Problem:
Please copy the rows below word for word, beginning with the line that contains "Note: for this drill we locate the sandy" and continuing through the last row, both ends included.

(Rows from a pointing dataset)
——————
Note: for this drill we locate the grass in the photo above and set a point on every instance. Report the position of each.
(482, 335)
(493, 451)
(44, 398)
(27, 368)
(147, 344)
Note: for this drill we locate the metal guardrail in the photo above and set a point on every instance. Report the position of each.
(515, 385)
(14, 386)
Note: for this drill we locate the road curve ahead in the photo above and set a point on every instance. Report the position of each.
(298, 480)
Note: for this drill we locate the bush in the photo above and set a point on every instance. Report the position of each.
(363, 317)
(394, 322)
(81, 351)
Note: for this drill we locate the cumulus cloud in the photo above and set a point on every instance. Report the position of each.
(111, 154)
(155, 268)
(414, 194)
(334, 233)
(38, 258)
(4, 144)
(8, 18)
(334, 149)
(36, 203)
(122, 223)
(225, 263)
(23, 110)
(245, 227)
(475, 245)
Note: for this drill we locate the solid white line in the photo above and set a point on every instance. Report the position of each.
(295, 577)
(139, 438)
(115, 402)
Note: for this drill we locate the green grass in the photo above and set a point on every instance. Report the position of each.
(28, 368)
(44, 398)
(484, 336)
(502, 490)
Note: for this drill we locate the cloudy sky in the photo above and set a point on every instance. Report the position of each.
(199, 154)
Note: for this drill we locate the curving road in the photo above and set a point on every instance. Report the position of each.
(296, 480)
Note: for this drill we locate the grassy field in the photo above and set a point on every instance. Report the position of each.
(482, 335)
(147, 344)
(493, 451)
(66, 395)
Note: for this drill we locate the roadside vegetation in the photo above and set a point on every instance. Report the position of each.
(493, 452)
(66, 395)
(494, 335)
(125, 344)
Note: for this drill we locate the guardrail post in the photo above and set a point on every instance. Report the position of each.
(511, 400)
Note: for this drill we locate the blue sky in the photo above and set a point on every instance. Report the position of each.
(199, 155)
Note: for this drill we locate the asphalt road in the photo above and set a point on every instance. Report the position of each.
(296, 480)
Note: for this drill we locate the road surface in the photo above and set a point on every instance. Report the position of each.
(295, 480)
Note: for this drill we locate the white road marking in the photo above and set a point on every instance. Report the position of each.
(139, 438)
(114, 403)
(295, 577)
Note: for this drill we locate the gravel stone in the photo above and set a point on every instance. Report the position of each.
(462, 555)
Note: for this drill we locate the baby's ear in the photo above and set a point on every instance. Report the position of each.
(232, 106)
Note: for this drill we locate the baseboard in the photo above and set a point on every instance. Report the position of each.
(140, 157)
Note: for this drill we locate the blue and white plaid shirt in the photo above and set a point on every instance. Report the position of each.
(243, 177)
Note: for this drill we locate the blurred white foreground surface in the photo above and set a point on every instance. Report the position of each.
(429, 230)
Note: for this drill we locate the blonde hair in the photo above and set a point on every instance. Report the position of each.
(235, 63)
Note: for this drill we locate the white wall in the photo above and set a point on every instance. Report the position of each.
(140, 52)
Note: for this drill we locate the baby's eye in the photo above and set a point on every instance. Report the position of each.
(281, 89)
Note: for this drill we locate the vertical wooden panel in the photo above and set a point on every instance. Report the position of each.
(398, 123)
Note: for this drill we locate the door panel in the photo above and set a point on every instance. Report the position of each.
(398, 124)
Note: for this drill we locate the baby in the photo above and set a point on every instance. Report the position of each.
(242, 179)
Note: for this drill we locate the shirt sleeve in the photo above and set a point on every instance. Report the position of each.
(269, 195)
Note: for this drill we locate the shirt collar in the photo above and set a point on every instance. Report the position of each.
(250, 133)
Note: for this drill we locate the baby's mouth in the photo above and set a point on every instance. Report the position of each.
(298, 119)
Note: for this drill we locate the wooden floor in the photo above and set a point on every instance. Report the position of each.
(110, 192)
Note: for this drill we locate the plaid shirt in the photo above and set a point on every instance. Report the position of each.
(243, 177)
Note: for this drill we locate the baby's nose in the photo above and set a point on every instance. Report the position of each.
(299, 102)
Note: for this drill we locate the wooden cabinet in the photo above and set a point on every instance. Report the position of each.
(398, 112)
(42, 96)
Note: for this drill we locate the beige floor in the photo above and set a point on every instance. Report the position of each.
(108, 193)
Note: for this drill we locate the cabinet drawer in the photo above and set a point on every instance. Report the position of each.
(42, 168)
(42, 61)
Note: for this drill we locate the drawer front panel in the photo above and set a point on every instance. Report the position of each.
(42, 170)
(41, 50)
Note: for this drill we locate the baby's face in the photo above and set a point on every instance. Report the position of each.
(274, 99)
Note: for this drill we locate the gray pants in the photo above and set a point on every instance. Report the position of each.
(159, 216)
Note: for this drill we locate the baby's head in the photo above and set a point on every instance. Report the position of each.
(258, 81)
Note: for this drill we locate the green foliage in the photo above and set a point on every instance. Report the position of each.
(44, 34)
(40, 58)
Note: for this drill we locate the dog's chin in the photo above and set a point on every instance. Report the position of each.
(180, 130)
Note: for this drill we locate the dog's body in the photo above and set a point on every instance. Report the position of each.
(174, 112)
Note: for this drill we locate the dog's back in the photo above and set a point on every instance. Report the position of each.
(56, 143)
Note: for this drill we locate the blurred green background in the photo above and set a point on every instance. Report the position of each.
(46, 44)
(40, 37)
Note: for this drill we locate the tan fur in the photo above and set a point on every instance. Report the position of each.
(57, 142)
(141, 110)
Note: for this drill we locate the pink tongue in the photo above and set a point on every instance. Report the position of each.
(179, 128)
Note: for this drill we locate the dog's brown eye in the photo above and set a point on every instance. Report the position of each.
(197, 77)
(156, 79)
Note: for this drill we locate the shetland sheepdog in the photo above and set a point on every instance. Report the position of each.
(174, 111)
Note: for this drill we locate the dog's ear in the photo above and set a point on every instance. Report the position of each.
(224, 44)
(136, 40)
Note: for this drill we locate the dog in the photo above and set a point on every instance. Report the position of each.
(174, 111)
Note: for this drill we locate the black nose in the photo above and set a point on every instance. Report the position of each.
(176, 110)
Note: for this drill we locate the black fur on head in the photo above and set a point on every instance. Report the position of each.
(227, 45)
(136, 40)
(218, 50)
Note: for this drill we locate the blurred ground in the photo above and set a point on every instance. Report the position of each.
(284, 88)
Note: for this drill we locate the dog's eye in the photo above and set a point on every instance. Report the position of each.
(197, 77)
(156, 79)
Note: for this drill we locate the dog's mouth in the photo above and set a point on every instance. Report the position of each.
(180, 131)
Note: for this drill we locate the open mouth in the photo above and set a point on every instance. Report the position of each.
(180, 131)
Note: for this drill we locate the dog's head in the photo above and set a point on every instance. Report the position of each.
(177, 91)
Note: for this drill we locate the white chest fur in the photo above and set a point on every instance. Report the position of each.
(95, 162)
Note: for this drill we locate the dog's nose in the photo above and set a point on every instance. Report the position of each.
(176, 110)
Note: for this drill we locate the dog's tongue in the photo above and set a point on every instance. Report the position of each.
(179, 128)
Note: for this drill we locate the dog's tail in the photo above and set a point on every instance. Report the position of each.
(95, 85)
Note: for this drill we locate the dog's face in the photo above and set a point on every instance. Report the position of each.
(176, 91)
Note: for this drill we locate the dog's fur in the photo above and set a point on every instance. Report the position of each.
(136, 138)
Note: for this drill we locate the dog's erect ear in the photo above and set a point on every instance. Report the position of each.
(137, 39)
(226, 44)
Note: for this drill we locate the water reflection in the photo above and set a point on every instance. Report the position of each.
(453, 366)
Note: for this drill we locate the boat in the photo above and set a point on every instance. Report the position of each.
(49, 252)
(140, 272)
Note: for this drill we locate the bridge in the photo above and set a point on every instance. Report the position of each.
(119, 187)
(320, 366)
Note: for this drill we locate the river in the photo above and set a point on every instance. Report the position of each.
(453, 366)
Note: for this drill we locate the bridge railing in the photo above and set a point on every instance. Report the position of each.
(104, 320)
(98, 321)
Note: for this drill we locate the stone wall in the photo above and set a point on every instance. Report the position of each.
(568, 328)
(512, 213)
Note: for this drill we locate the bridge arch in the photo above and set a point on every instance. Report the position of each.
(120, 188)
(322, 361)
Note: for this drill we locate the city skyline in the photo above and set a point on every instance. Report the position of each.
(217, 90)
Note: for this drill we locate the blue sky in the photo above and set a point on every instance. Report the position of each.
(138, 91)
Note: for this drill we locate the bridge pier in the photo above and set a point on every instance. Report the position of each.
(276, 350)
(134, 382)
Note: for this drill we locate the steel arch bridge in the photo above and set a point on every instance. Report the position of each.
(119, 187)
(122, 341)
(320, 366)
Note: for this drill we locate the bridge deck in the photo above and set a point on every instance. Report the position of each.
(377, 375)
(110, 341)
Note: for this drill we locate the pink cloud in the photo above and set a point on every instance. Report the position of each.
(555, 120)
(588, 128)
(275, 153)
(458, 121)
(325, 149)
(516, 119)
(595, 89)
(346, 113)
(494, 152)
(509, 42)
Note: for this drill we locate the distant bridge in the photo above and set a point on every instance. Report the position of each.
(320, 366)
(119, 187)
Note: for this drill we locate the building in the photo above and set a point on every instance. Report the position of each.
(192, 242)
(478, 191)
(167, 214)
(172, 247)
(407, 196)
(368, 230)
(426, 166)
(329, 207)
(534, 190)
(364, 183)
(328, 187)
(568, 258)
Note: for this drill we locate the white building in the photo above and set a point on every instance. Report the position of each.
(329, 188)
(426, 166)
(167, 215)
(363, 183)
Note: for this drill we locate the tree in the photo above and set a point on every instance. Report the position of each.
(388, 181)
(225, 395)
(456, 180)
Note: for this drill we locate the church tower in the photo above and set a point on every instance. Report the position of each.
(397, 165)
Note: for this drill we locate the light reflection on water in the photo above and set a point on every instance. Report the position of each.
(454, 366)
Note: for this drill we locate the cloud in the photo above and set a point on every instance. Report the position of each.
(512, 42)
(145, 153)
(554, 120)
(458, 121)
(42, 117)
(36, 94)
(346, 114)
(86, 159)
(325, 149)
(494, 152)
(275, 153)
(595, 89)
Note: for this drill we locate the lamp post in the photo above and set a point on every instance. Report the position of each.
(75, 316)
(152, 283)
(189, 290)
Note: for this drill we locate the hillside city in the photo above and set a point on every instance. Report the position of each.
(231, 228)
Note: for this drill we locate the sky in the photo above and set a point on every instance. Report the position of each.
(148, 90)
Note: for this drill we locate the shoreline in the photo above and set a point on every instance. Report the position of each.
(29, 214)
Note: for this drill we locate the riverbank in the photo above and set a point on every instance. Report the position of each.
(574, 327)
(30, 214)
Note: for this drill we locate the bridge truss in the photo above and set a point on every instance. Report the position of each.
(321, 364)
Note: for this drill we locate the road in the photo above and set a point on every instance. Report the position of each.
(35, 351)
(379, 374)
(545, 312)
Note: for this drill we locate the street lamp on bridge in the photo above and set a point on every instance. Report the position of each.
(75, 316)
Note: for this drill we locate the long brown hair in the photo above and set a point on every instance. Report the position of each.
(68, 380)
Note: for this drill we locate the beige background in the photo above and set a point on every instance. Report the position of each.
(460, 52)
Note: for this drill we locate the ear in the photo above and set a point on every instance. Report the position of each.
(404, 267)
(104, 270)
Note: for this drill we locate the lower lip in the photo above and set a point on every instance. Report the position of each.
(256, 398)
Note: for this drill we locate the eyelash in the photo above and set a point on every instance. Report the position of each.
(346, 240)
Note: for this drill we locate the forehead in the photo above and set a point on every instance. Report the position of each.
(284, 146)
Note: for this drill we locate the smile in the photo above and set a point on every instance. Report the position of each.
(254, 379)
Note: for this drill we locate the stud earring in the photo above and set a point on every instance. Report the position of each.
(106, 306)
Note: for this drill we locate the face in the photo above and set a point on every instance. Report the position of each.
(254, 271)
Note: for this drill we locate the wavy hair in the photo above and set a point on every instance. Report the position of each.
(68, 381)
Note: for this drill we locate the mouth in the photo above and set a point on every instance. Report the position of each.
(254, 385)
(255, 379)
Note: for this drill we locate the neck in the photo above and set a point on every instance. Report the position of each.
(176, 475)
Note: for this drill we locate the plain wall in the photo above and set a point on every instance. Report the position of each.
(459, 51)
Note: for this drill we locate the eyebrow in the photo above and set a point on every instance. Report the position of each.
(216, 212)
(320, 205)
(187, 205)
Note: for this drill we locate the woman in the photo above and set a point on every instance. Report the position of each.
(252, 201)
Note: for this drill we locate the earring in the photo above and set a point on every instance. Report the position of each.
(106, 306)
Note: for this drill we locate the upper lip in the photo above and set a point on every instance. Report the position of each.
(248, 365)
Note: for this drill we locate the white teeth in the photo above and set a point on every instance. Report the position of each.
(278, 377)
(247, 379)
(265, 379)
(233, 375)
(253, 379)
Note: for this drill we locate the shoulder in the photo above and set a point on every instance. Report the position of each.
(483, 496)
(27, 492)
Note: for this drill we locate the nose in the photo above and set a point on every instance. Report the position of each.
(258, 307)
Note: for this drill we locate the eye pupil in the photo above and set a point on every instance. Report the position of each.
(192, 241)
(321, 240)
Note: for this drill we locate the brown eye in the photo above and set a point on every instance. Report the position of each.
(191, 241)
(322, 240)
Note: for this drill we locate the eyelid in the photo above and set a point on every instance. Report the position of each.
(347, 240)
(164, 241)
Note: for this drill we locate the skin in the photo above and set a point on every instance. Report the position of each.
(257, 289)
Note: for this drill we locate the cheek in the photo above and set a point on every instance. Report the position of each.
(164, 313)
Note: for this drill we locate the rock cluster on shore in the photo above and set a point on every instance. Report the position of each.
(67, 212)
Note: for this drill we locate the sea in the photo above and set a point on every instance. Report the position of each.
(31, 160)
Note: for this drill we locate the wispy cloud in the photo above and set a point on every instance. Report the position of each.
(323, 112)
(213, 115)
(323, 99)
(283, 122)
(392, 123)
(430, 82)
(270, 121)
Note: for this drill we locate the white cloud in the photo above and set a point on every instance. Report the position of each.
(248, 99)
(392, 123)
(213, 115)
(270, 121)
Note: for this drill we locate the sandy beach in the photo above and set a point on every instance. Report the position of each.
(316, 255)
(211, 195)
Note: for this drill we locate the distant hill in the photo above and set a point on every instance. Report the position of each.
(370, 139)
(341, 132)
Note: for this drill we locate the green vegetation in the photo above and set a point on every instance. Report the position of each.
——————
Completed exercise:
Note: for this drill we locate the sandy beach in the photo above and set a point on every instance. Report the position of each.
(316, 255)
(211, 195)
Note: for this drill we locate the distant hill in the photo above and set a point on every instance. Report the position of each.
(370, 139)
(341, 132)
Note: for this drill we locate the green vegetation in the photo above and set a point on every instance. Report the position of each.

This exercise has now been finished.